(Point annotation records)
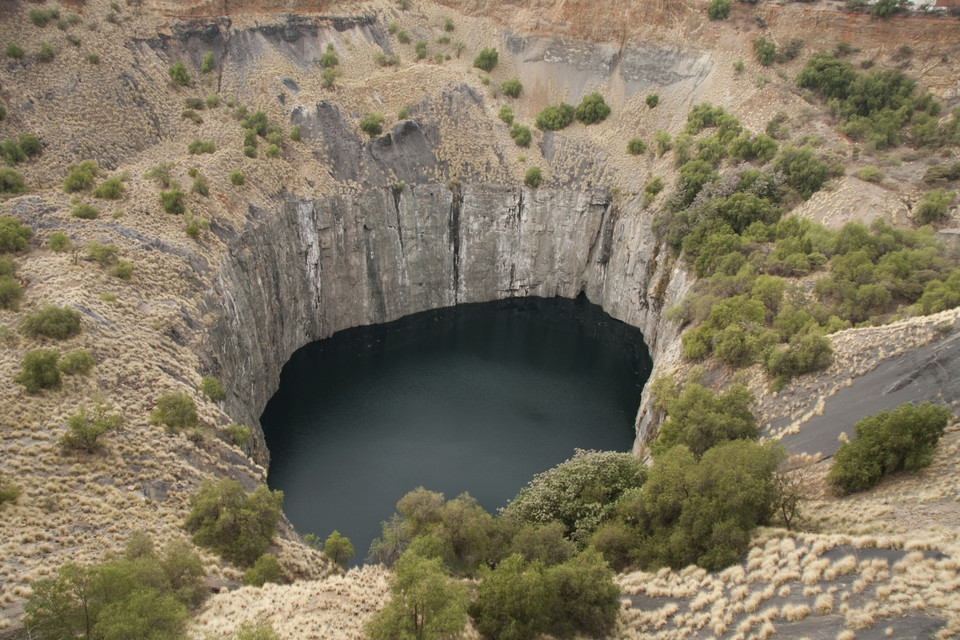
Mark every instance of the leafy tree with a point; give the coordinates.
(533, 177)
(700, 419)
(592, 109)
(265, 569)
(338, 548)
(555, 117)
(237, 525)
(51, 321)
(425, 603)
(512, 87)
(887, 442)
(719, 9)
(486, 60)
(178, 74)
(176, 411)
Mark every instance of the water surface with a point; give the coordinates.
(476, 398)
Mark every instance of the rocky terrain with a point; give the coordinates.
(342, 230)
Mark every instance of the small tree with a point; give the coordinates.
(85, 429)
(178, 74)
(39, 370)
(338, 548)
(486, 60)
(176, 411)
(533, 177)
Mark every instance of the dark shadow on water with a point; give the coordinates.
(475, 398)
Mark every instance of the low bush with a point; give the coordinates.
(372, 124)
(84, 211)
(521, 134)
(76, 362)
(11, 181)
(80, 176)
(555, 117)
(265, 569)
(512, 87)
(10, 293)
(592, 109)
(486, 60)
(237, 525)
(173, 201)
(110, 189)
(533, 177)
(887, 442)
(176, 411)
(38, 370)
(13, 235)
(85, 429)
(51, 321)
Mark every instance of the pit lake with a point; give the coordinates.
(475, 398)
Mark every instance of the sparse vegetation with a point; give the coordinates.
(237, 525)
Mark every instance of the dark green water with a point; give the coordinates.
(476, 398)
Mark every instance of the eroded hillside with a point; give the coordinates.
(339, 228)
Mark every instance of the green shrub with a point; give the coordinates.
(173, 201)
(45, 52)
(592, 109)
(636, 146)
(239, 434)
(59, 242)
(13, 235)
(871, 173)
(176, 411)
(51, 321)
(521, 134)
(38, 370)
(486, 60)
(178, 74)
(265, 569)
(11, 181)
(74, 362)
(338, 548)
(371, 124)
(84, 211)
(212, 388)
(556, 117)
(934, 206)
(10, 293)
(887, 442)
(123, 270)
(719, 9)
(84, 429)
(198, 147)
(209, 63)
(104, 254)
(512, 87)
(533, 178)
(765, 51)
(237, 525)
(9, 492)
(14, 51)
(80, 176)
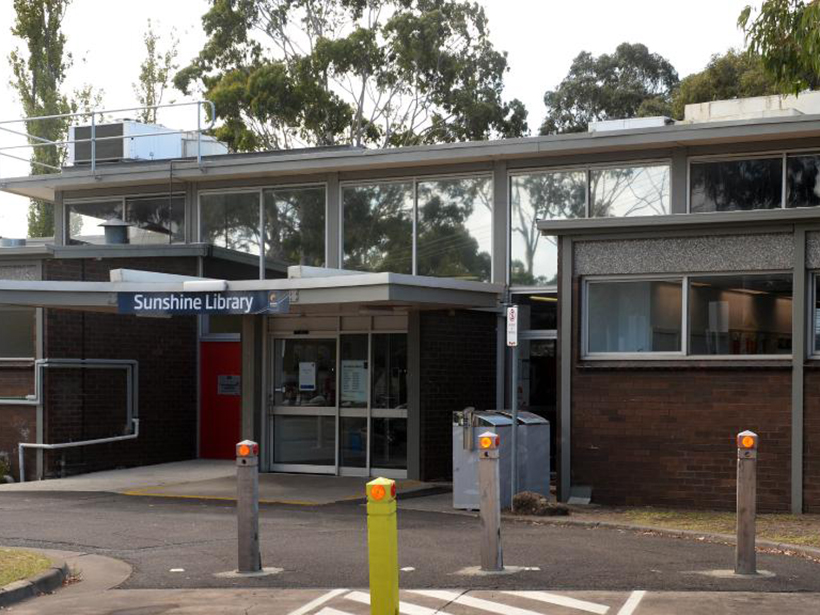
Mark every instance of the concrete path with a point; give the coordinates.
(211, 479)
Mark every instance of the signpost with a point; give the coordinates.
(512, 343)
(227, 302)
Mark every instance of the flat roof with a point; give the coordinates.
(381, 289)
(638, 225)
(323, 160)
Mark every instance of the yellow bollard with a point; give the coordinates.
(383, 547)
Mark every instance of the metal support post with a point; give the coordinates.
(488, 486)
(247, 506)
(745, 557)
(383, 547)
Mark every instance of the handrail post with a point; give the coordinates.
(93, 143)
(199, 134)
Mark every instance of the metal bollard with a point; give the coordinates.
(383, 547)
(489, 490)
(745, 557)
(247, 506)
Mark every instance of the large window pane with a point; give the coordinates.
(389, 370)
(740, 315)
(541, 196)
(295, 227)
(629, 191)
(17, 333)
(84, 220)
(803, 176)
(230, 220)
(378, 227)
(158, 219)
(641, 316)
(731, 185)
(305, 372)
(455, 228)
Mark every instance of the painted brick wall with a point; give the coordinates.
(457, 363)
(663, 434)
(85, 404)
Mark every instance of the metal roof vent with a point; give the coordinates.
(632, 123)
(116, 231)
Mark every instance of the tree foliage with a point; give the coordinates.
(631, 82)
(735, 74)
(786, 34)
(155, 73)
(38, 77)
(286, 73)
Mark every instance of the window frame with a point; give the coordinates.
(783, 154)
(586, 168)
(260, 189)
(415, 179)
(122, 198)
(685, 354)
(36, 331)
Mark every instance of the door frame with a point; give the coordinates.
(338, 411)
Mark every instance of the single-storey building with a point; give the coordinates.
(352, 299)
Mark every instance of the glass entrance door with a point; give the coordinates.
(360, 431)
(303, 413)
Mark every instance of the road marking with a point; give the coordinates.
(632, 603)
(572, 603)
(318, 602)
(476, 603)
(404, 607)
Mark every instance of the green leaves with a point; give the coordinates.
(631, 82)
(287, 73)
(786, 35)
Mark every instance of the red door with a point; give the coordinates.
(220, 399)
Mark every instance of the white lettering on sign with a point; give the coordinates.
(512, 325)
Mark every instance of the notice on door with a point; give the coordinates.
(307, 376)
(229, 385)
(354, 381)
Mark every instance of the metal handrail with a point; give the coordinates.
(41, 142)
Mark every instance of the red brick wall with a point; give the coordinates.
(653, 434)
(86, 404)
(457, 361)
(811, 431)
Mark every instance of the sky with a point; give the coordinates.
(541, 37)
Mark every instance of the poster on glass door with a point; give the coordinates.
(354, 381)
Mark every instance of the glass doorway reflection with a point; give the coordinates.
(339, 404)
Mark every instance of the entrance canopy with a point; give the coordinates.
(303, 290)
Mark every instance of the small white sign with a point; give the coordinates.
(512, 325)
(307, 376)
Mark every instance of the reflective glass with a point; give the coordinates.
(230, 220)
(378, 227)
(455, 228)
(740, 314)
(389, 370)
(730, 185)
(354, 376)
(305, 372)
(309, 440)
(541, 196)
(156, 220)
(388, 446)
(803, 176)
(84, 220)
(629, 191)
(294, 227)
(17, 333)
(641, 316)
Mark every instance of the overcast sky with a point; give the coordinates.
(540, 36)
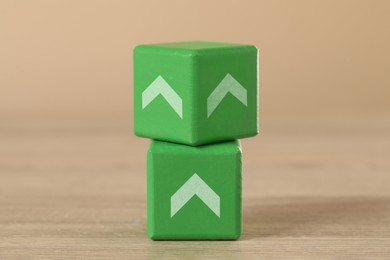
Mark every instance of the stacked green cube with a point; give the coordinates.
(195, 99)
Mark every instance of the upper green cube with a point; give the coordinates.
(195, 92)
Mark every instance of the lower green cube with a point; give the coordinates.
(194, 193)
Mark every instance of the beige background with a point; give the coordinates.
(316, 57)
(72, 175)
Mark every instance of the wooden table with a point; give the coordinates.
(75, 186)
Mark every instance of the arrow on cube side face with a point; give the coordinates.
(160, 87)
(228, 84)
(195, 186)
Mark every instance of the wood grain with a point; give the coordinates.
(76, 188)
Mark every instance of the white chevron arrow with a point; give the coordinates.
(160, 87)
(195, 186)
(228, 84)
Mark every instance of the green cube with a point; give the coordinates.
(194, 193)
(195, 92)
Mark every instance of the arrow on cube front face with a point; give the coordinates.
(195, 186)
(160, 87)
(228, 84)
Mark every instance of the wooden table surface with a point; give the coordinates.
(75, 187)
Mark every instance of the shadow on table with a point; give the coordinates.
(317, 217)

| Brief |
Quote every line of the records above word for word, omitting the pictures.

| Answer to the task |
Mark every instance of the leafy tree with a point; give the coordinates.
(533, 177)
(700, 419)
(592, 109)
(265, 569)
(338, 548)
(555, 117)
(237, 525)
(51, 321)
(425, 603)
(512, 87)
(887, 442)
(719, 9)
(486, 60)
(178, 74)
(176, 411)
Mark every instance of the water surface with a point; give the coordinates.
(476, 398)
Mark every instance of the rocky terrain with a point; give the coordinates.
(342, 230)
Mark every instance of the small tree with a point; give the coordinates.
(85, 429)
(178, 74)
(39, 370)
(338, 548)
(486, 60)
(176, 411)
(533, 177)
Mark every instance of the dark shadow on water with a point; give the coordinates.
(475, 398)
Mark every instance of the low bush with a point; give the coordinates.
(372, 124)
(84, 211)
(521, 134)
(76, 362)
(11, 181)
(80, 176)
(555, 117)
(265, 569)
(512, 87)
(10, 293)
(592, 109)
(486, 60)
(237, 525)
(173, 201)
(110, 189)
(533, 177)
(887, 442)
(176, 411)
(38, 370)
(13, 235)
(85, 429)
(51, 321)
Mark every instance of the pit lake with a point; give the coordinates.
(475, 398)
Mark every instance of the sparse vegetation with a point; give the coordinates.
(237, 525)
Mark every instance of the dark green water with a point; give the coordinates.
(476, 398)
Mark every instance of the eroded hillside with a point; give the coordinates.
(339, 228)
Mark every instance of the green shrub with a point; give the coordinates.
(173, 201)
(45, 52)
(592, 109)
(636, 146)
(239, 434)
(59, 242)
(13, 235)
(871, 173)
(176, 411)
(51, 321)
(521, 134)
(38, 370)
(486, 60)
(178, 74)
(265, 569)
(11, 181)
(74, 362)
(338, 548)
(371, 124)
(84, 211)
(212, 388)
(556, 117)
(934, 206)
(10, 293)
(887, 442)
(123, 270)
(719, 9)
(84, 429)
(198, 147)
(209, 63)
(104, 254)
(512, 87)
(533, 178)
(765, 51)
(237, 525)
(9, 492)
(14, 51)
(80, 176)
Mark every instance of the concrete path with a point; give the coordinates.
(211, 479)
Mark every instance of the signpost with a point; give the coordinates.
(512, 343)
(227, 302)
Mark every instance of the flat roof with a point; give the coordinates.
(381, 289)
(638, 225)
(323, 160)
Mark every instance of the yellow bollard with a point; give the coordinates.
(383, 547)
Mark every instance of the metal support post with a point; give the coordinates.
(488, 486)
(247, 506)
(745, 557)
(383, 547)
Mark every instance of the handrail post with a point; give the coordinates.
(93, 143)
(199, 134)
Mark every instance of the metal bollard with a point; give the coordinates.
(383, 547)
(489, 490)
(745, 557)
(247, 506)
Mark every instance of the large window pane with a point; give the coordinates.
(389, 370)
(740, 315)
(541, 196)
(295, 227)
(629, 191)
(17, 333)
(84, 220)
(803, 176)
(230, 220)
(378, 227)
(158, 219)
(641, 316)
(731, 185)
(305, 372)
(455, 228)
Mark every instance of the painted brick wall with a point; give the coordinates.
(457, 363)
(663, 434)
(85, 404)
Mark every instance of the metal roof vent with a point; give the coordinates.
(632, 123)
(116, 231)
Mark every instance of the tree foliage with a point; give the coordinates.
(631, 82)
(735, 74)
(786, 34)
(155, 73)
(38, 77)
(286, 73)
Mark every instance of the window frame with a point; give the coordinates.
(783, 154)
(586, 168)
(260, 189)
(415, 179)
(122, 198)
(685, 354)
(36, 331)
Mark every instance of the door frame with a point; give the coordinates.
(338, 411)
Mark every instance of the single-storey building with a point; give the coordinates.
(352, 299)
Mark every instance of the glass entrance door with a point; give the coordinates.
(360, 431)
(303, 413)
Mark every instance of the road marking with a point; give the coordinates.
(632, 603)
(572, 603)
(318, 602)
(476, 603)
(404, 607)
Mark every instance of the green leaves with a point; give the coordinates.
(631, 82)
(287, 73)
(786, 35)
Mark every instance of the red door with a point; give the coordinates.
(220, 399)
Mark every instance of the white lettering on sign with a point; give the coordinates.
(512, 325)
Mark every instance of the notice on door with a point; give the coordinates.
(307, 376)
(229, 385)
(354, 381)
Mark every instance of the metal handrail with a point; give the coordinates.
(41, 142)
Mark every instance of the red brick wall with a point; give the coordinates.
(653, 434)
(86, 404)
(457, 361)
(811, 431)
Mark every instance of the sky with a point; give the coordinates.
(541, 37)
Mark every instance of the poster on glass door with a point; give the coordinates.
(354, 381)
Mark every instance of the glass doorway reflection with a point; give the coordinates.
(339, 404)
Mark every instance of the entrance canopy with a point; give the coordinates.
(303, 290)
Mark every instance of the small white sign with a point; give the coordinates.
(512, 325)
(307, 376)
Mark every instance of the reflective glass with a point; give the coordinates.
(230, 220)
(378, 227)
(455, 228)
(740, 314)
(389, 370)
(730, 185)
(354, 376)
(305, 372)
(309, 440)
(541, 196)
(156, 220)
(388, 446)
(803, 176)
(84, 220)
(629, 191)
(294, 227)
(17, 333)
(641, 316)
Mark every instance of the overcast sky with a point; give the coordinates.
(540, 36)
Mark every instance of the stacked green cube with a point; give the coordinates.
(195, 99)
Mark every instance of the upper green cube with a point; give the coordinates.
(195, 92)
Mark every instance of the lower green cube with a point; give the coordinates.
(194, 193)
Mark every instance of the beige background with a point; give the coordinates.
(316, 57)
(72, 175)
Mark every instance of the wooden table with a point; give the coordinates.
(75, 186)
Mark every instance of the arrow on cube side face with a point; give the coordinates.
(160, 87)
(228, 84)
(195, 186)
Mark every instance of the wood grain with a point; give the coordinates.
(76, 188)
Mark every instance of the white chevron arrow with a point; give the coordinates.
(160, 87)
(195, 186)
(228, 84)
Mark every instance of the green cube with a point; give the coordinates.
(194, 193)
(195, 92)
Mark every instance of the arrow on cube front face with a point; give the coordinates.
(195, 186)
(160, 87)
(228, 84)
Mark every instance of the wooden table surface with a point; give the coordinates.
(75, 187)
Mark every instance of the shadow on table with a point; give the coordinates.
(317, 217)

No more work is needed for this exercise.